» WHAT THE TASK REQUIRES
Each entry below is to be extracted exactly.

» DATASET RECORDS

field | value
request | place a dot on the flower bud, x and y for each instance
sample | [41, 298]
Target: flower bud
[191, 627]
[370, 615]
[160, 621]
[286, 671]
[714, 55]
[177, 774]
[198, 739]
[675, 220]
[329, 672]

» TASK SOLUTION
field | value
request | place a dot on the flower bud, x and y for each instance
sample | [41, 298]
Target: flower bud
[191, 627]
[370, 615]
[160, 621]
[286, 671]
[714, 55]
[177, 774]
[198, 739]
[675, 220]
[329, 672]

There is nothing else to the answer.